§ What the task asks:
Explain why, according to the business credit article below, it is not completely surprising that almost 60% of businesses don't know their credit score.

— start Source text —

How Much Do You Know About Business Credit?


Almost 60% of businesses don’t know their credit score. It turns out that while personal credit may be hammered home, business credit is not sinking in with individuals or business overs. In a recent small business survey, National Funding set out to explore how entrepreneurs were utilizing financing options like business loans for bad credit. Instead, we discovered that the majority of respondents have a blind spot when it comes to business credit.

The fact that this figure is so high is not completely surprising. Business credit is still a relatively new concept, and unless you’ve made a specific effort to learn about it, you’re probably unfamiliar. However, that doesn’t mean you and your business are unaffected. Every enterprise needs access to financing, and where your business credit stands may determine your eligibility.

In order to get everyone up to speed, we have put together a brief but complete guide to business credit. With this guide, you’ll learn everything you need to know about building your business credit.

What is the Purpose of Business Credit?

— end Source text —
— start Given information —

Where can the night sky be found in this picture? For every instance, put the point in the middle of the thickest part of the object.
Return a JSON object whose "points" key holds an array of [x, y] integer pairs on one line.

— end Given information —

§ Problem solution:
Business credit is still a relatively new concept. Unless someone has made a specific effort to learn about it, they are probably unfamiliar with it.